[SET PROBLEM]
Count the lines in the material below that contain the string "asphalt", treating uppercase and lowercase as different. Reply with the number only.

[Coordinate annotation entries]
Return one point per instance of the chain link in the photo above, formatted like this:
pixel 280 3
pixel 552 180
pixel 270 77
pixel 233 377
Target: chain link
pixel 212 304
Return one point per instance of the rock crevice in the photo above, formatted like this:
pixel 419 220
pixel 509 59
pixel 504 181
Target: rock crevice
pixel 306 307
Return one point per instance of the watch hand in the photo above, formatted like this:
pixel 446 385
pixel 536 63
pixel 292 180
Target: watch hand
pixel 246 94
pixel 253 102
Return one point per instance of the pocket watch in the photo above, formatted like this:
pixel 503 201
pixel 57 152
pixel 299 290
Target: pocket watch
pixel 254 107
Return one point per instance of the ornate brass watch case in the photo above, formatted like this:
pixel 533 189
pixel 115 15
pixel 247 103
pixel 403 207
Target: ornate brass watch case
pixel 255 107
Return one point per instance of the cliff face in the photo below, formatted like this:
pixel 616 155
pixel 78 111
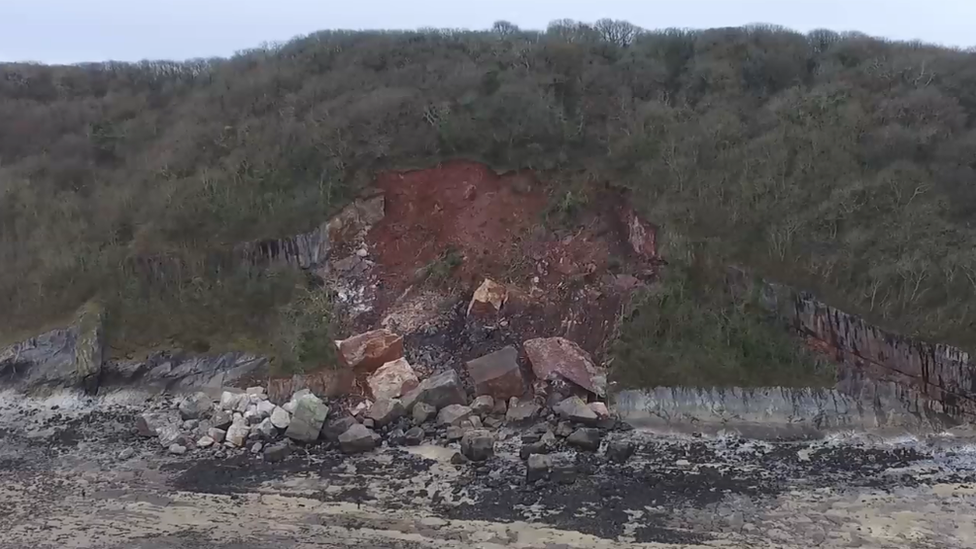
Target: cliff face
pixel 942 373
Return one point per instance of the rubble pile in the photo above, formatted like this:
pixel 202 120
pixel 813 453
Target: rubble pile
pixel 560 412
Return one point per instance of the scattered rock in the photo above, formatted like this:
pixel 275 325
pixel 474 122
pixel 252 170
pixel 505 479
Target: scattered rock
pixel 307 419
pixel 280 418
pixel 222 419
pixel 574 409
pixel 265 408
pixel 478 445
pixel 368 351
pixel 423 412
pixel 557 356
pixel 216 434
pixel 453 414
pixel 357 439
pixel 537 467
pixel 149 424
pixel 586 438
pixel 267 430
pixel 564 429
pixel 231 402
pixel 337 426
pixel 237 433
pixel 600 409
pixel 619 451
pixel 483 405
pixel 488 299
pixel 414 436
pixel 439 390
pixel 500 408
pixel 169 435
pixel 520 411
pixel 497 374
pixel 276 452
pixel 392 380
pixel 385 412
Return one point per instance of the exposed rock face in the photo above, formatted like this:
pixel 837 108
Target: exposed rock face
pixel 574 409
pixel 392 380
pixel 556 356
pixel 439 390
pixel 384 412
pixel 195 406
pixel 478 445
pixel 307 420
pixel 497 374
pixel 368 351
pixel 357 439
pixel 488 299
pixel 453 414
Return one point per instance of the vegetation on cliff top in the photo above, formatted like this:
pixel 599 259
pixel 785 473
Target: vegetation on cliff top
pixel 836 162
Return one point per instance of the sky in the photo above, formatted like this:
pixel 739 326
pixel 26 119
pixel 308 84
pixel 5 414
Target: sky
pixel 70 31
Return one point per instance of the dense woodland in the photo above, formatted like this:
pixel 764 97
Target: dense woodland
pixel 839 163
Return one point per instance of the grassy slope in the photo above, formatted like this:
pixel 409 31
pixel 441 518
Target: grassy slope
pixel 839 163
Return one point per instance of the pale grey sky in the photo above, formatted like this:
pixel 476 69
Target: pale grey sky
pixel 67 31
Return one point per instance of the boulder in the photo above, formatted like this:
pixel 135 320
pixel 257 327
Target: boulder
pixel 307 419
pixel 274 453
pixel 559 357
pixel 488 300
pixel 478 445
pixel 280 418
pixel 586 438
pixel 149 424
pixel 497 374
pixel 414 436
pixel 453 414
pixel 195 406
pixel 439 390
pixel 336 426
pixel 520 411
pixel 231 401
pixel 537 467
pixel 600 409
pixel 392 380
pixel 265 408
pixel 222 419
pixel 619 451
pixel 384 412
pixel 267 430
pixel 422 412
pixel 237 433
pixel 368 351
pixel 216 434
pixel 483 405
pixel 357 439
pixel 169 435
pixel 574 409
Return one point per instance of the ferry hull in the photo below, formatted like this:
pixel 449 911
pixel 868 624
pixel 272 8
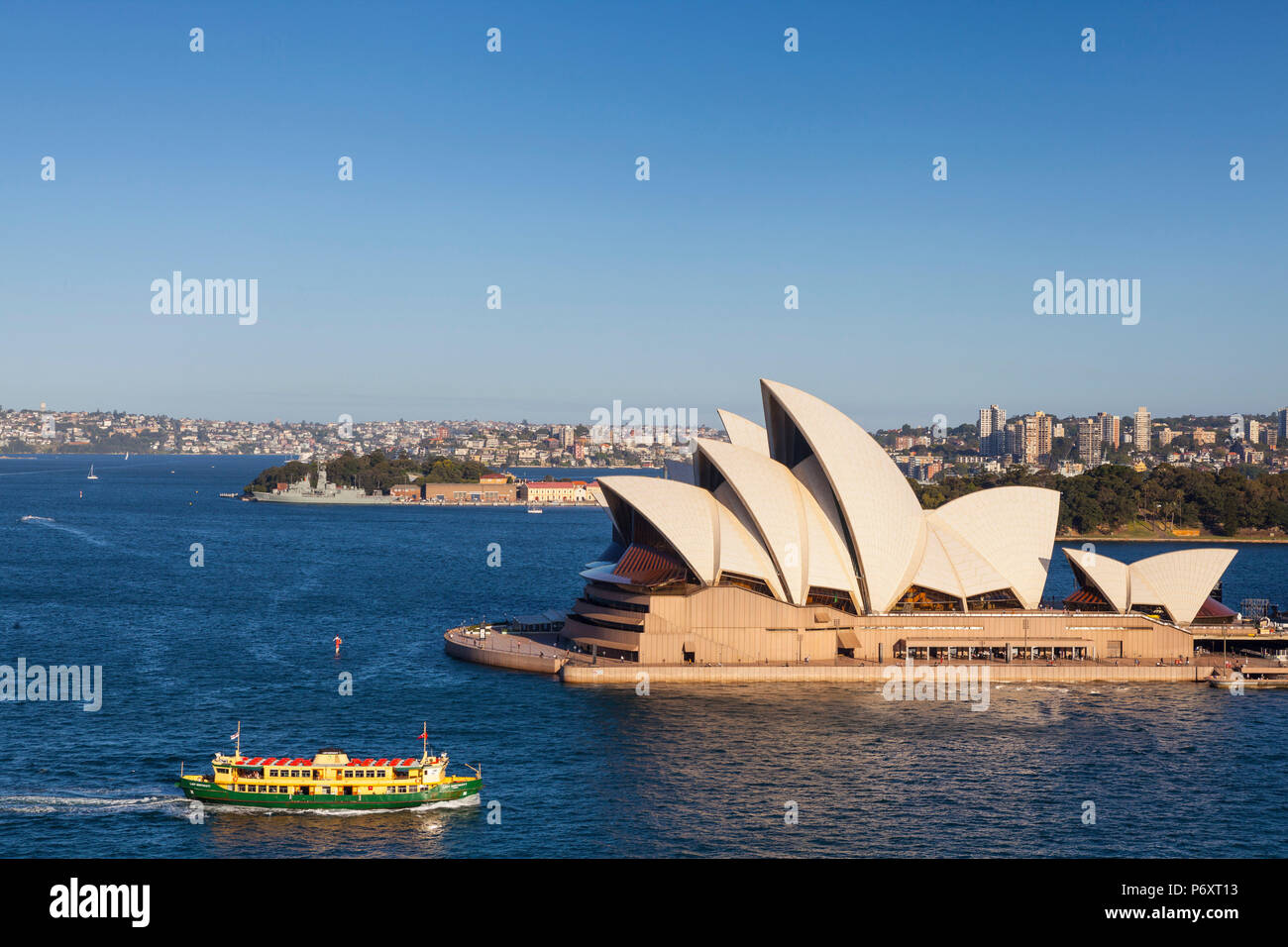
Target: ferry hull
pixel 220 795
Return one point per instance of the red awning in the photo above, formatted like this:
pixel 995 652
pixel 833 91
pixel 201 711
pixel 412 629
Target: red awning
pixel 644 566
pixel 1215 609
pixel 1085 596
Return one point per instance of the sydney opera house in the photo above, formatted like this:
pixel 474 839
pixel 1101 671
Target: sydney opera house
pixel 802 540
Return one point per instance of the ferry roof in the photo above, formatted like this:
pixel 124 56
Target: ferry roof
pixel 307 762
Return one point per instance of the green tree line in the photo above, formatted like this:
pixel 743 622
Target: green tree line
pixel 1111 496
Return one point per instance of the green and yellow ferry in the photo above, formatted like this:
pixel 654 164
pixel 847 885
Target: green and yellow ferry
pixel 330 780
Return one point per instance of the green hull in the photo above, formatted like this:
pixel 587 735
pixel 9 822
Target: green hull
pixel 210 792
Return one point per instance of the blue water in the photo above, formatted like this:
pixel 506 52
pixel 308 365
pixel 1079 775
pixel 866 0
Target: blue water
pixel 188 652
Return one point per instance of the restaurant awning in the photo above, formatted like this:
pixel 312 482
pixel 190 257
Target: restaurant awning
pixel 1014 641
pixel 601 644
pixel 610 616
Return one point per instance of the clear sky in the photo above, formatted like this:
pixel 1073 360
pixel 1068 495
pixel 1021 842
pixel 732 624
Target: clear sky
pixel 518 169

* * *

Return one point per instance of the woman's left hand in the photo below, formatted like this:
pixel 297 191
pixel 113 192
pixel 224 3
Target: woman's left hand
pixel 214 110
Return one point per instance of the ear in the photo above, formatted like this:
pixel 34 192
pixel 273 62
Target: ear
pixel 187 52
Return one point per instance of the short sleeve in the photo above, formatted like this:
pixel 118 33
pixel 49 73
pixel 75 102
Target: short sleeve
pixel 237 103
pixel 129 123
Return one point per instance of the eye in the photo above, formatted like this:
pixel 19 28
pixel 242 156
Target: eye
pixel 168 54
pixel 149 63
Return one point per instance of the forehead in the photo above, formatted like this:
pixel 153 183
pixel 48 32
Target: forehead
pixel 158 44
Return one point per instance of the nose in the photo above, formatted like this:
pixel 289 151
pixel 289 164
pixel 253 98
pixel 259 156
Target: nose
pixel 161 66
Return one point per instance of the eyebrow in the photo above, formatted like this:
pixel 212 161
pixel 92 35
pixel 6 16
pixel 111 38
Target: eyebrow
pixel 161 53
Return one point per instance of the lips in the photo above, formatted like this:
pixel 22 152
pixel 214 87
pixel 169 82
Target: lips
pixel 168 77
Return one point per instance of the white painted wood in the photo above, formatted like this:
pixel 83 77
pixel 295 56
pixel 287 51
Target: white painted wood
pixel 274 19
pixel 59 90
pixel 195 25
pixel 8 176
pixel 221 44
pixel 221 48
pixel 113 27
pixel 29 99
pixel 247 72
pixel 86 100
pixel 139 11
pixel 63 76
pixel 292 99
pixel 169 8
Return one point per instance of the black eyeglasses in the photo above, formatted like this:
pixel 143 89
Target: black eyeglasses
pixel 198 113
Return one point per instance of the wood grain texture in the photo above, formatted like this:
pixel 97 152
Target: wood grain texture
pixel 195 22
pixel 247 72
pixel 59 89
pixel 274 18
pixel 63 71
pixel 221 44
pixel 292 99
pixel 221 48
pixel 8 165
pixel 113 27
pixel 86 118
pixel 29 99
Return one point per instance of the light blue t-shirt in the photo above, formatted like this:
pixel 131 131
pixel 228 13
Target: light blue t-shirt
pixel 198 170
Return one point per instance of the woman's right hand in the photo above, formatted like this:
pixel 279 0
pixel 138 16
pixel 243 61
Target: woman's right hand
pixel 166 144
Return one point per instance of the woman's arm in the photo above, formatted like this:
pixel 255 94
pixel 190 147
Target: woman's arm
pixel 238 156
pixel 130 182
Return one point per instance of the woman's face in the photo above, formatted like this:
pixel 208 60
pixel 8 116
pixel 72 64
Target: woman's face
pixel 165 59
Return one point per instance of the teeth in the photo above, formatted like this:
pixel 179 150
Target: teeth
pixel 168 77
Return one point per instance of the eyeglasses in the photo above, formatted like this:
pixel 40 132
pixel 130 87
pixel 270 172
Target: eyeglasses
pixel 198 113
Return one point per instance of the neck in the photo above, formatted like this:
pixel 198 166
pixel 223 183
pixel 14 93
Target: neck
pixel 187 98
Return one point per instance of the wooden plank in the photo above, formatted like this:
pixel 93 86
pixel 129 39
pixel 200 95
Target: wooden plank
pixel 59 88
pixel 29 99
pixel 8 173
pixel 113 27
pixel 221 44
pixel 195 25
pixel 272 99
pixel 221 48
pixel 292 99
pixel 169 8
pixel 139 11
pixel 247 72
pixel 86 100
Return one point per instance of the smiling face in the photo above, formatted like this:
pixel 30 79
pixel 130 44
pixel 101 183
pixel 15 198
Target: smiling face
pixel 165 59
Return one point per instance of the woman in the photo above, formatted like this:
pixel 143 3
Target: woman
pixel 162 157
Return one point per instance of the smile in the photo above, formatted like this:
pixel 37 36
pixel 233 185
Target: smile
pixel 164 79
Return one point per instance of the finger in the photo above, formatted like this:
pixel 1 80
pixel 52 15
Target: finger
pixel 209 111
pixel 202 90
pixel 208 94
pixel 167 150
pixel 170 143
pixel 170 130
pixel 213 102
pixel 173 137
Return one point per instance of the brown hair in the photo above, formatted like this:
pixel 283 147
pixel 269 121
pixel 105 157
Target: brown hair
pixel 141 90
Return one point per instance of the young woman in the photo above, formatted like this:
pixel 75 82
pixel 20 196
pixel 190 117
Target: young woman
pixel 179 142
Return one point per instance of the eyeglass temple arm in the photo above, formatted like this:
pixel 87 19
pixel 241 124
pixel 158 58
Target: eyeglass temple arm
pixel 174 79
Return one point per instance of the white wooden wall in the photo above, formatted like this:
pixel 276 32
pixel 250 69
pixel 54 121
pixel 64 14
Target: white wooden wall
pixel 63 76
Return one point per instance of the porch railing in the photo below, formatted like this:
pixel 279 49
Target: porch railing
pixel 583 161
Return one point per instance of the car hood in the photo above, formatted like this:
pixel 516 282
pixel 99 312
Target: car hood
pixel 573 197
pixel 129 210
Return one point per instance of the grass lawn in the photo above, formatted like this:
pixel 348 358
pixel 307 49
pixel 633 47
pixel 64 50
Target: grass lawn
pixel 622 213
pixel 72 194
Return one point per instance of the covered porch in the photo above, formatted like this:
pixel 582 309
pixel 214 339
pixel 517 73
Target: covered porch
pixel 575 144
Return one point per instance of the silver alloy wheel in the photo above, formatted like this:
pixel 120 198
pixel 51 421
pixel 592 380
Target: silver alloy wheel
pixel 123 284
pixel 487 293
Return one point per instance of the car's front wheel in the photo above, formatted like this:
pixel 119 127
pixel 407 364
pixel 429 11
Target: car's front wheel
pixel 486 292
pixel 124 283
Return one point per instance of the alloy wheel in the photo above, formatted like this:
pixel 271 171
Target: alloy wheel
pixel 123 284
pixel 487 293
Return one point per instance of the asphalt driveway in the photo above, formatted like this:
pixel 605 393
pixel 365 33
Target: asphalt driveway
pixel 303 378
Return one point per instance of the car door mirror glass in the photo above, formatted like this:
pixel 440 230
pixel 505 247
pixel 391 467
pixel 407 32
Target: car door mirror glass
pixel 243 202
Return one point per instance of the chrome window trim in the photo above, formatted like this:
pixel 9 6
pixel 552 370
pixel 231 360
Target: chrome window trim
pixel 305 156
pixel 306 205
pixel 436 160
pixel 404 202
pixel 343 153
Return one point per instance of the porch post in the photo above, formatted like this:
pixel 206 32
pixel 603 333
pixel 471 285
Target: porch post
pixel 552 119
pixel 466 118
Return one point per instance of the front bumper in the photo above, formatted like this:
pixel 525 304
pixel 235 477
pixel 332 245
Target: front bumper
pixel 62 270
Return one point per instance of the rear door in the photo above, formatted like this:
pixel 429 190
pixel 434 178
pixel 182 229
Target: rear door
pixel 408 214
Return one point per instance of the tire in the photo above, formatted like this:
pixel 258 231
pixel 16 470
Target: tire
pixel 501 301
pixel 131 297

...

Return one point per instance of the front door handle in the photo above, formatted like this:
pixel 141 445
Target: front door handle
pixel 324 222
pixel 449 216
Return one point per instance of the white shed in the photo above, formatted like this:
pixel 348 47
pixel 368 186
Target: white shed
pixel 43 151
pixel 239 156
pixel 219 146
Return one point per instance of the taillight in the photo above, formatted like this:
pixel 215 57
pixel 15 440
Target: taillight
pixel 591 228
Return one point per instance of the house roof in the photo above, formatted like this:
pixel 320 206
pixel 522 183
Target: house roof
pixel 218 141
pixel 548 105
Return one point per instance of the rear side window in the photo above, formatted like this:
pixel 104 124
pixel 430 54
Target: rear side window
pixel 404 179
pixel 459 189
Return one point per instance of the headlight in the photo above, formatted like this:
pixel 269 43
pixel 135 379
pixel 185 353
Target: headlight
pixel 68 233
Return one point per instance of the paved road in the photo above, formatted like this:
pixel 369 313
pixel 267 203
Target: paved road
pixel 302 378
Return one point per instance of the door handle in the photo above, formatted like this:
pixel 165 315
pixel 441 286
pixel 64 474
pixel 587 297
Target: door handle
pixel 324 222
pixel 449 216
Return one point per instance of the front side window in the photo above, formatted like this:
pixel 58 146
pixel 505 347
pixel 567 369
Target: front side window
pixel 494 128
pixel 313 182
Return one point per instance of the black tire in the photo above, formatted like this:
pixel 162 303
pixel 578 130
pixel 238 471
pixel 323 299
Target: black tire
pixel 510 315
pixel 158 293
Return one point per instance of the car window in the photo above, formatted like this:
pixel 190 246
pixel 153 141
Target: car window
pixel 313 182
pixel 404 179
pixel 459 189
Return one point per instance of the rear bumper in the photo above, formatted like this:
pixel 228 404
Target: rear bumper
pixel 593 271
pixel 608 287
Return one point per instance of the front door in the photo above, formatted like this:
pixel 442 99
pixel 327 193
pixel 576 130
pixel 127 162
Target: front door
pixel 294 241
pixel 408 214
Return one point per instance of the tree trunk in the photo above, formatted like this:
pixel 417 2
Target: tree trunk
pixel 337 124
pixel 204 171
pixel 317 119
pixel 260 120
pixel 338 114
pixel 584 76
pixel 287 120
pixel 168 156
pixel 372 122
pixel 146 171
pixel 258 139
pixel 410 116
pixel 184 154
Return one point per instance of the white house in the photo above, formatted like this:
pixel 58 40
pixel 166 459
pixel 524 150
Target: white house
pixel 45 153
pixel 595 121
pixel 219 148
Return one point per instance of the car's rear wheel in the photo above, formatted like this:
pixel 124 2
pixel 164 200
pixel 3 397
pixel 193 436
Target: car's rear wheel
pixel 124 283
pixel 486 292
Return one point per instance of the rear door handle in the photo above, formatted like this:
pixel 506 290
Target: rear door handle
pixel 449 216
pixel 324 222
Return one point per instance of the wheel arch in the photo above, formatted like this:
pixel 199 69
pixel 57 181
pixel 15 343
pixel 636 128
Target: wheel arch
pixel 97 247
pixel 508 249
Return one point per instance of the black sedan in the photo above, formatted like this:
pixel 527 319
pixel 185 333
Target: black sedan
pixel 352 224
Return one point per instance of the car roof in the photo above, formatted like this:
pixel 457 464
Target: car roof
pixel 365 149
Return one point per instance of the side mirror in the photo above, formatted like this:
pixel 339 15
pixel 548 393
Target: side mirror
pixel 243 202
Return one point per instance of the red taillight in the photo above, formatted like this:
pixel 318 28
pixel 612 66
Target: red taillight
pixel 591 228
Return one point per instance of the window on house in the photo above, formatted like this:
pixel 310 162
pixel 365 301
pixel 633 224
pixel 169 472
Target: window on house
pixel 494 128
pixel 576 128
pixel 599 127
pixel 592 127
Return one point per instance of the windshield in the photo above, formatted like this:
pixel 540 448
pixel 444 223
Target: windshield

[RESPONSE]
2